- _Work task_:
Which lines in the records below contain the word "first"? Return each of them.

- _Stored data entries_:
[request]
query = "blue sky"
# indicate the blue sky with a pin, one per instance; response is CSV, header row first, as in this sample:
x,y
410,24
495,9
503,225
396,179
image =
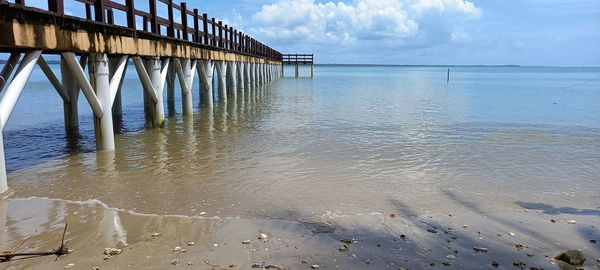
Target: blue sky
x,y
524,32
* * *
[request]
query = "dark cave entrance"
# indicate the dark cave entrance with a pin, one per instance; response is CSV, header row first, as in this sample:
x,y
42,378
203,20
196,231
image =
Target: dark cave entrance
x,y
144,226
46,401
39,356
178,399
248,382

- _Result for this task_:
# indicate the blue sky with a pin, one per instance; response is CSV, header row first, as in this sample:
# indicate the dark cave entrance with a pin, one per instance; response is CSV, header row first, as in this sample:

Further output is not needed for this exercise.